[TASK DETAILS]
Shift every coordinate in the answers by -84 (adding -84 to each number), and write out again the lines of the material between the line containing "plumage with a single point per instance." and the end of the material, inclusive, keeping the requests unchanged.

## begin

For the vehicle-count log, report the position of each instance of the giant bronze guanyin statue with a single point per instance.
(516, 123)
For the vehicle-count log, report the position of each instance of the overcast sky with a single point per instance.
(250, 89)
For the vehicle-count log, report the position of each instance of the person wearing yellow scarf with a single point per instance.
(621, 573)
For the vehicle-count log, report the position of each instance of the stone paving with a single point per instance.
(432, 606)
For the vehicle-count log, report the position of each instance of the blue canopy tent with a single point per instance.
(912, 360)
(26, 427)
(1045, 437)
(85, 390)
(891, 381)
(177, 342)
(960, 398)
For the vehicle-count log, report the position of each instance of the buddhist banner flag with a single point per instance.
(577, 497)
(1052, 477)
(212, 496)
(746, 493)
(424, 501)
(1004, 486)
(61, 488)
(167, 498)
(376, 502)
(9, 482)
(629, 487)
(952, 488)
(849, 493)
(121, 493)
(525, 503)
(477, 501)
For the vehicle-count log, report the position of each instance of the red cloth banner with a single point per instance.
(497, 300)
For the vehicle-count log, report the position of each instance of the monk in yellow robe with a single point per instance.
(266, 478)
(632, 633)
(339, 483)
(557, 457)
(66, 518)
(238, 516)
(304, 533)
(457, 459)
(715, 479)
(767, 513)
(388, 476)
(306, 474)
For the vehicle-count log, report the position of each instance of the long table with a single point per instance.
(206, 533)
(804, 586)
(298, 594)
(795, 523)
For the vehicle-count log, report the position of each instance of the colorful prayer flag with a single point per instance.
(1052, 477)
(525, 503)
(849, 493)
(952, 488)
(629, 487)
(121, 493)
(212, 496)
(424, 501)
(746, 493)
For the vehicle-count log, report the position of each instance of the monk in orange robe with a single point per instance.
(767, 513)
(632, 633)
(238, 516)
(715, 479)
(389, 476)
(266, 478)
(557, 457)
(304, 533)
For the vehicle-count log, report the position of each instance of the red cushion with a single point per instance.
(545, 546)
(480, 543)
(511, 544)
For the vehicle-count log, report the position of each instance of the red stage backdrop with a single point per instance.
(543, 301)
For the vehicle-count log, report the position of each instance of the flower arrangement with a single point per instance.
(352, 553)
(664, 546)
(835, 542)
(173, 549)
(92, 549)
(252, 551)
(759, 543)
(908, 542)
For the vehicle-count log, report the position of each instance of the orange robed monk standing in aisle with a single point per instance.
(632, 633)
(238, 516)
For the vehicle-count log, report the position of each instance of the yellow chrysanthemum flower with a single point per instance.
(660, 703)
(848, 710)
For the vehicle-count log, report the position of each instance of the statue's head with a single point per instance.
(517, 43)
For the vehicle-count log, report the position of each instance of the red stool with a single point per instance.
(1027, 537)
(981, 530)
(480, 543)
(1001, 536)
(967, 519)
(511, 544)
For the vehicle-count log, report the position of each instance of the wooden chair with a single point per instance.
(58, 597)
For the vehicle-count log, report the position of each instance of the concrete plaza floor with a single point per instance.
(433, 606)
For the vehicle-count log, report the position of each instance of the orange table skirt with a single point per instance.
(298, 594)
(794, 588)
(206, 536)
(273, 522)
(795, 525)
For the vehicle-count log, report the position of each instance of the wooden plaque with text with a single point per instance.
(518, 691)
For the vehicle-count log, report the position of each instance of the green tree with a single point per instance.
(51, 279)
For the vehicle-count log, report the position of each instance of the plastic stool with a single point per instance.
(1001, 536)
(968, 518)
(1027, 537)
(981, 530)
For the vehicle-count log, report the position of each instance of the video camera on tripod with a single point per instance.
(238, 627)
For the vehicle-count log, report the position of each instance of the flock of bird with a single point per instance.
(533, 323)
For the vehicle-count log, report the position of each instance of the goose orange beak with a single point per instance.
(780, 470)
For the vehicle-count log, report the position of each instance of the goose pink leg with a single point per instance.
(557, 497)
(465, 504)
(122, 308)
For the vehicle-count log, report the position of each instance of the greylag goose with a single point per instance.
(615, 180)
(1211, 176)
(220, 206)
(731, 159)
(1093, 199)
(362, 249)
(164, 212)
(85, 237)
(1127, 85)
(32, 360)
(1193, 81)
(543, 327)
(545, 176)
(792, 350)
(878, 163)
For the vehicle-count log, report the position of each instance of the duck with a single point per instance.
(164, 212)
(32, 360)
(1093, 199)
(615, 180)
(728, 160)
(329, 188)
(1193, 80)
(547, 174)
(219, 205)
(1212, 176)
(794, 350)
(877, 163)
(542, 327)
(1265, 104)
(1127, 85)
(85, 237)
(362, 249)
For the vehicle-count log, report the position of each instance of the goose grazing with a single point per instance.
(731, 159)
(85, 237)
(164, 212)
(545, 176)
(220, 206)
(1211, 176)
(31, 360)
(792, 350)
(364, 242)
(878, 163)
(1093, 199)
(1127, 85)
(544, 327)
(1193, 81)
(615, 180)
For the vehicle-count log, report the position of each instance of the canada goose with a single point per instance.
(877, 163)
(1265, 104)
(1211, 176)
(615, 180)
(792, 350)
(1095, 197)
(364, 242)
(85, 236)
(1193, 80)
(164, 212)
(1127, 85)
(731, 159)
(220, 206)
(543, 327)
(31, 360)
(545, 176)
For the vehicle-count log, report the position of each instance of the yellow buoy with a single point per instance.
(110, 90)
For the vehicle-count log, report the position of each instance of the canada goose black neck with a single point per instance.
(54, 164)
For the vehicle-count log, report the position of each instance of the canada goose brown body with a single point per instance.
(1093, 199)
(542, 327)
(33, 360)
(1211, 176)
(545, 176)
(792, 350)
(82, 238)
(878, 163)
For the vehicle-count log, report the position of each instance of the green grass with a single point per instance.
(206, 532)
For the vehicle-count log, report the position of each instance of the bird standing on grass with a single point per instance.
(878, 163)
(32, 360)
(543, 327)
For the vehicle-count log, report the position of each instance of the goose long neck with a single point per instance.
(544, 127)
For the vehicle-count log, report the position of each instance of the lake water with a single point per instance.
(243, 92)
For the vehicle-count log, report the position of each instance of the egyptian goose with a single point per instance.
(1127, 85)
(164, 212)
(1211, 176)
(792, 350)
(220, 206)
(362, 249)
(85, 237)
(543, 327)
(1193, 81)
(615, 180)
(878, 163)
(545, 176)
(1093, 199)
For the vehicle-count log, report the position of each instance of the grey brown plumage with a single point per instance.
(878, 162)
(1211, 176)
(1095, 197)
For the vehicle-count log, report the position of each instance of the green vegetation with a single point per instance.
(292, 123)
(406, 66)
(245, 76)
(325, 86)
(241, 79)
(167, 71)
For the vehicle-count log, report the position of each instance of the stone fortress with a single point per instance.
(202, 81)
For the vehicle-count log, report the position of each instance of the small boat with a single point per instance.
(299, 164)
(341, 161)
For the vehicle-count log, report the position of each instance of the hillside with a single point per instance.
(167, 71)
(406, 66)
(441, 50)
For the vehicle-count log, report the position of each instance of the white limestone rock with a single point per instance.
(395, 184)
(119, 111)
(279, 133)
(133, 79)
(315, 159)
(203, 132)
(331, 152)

## end

[EXERCISE RESULT]
For the vehicle-count log, report the position of each instance of the grey brown plumage with a single point per instance.
(794, 78)
(1127, 92)
(1011, 113)
For the vehicle-count log, report the position of each instance of the green vegetation with a single point per instance.
(208, 39)
(322, -18)
(161, -8)
(241, 2)
(157, -5)
(83, -13)
For the vehicle-count log, report the position of each instance of the stone fortress with a single point per instance.
(118, -3)
For the vehicle-count log, report the position of each instance of the small boat with a single point per instance.
(215, 80)
(257, 77)
For the vehicle-count log, report the position of each instance of the hillside with a single point per instance.
(83, -13)
(322, -18)
(357, -34)
For the vehicle-count log, report the position of each instance of the white limestone rock with a single point per instance.
(311, 100)
(35, 27)
(195, 49)
(49, -5)
(231, 75)
(119, 48)
(247, 68)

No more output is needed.